* Start *

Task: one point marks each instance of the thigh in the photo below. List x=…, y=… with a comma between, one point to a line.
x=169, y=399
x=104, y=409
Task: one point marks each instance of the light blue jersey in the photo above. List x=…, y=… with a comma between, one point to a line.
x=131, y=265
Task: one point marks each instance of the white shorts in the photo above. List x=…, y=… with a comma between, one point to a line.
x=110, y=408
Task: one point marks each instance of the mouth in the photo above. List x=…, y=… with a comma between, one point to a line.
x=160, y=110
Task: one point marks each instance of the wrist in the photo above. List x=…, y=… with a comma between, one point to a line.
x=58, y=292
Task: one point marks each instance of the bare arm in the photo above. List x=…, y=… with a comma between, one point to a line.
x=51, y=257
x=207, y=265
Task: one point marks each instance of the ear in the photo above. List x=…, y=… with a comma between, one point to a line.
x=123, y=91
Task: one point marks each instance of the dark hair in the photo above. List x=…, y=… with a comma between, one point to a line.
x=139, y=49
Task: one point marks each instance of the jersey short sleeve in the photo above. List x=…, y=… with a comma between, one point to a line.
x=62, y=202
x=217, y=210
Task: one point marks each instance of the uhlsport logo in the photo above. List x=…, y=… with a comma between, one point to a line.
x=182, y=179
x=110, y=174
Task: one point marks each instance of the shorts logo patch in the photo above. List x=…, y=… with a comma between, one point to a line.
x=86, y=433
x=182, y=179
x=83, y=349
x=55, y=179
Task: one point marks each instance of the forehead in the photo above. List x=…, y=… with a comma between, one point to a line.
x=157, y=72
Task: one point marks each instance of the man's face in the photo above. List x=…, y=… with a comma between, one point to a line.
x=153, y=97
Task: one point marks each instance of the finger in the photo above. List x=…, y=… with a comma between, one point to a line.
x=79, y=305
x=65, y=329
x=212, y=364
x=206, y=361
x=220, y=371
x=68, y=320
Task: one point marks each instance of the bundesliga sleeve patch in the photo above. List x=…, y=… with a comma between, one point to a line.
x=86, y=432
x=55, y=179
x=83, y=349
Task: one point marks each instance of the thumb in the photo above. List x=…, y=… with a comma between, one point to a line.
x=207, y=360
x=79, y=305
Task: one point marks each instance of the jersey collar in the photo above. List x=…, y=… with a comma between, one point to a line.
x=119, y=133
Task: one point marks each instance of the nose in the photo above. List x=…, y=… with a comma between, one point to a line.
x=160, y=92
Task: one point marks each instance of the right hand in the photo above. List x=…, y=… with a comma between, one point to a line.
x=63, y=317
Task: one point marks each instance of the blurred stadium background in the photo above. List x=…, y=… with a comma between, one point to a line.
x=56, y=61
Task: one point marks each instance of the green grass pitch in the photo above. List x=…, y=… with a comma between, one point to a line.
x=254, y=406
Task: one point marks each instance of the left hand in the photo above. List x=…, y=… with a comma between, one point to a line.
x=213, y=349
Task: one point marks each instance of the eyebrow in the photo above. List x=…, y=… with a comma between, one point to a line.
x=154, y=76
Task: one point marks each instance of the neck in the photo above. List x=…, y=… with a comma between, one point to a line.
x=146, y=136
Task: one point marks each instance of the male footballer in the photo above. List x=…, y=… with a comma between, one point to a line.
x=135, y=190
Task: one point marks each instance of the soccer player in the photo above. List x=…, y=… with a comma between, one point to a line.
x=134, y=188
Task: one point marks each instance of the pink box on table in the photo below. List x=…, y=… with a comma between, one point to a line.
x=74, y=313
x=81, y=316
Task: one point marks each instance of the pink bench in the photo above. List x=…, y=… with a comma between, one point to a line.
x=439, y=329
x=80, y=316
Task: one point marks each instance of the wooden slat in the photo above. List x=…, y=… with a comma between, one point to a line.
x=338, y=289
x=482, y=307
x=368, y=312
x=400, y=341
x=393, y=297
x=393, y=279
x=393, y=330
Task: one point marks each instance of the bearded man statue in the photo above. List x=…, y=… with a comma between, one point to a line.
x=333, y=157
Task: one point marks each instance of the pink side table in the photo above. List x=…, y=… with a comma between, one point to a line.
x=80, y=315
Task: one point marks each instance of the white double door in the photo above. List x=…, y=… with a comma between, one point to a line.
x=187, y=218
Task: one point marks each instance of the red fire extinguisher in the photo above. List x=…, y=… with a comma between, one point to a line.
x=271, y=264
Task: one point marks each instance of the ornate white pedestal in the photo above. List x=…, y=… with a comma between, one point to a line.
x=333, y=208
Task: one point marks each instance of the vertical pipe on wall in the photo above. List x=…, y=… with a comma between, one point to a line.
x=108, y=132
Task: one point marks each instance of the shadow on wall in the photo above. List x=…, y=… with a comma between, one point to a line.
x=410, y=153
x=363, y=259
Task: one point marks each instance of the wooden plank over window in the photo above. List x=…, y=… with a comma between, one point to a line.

* End *

What the task requires | Repeat verbatim the records from the line with "Task: one point marks each instance of the forehead" to the line with "x=153, y=97", both lines included.

Result of the exercise |
Task: one point marks each instance of the forehead in the photo above. List x=…, y=… with a comma between, one point to a line.
x=157, y=72
Task: one point marks each instance of the man's face in the photo above. List x=…, y=… with a comma between, one point to a line.
x=153, y=97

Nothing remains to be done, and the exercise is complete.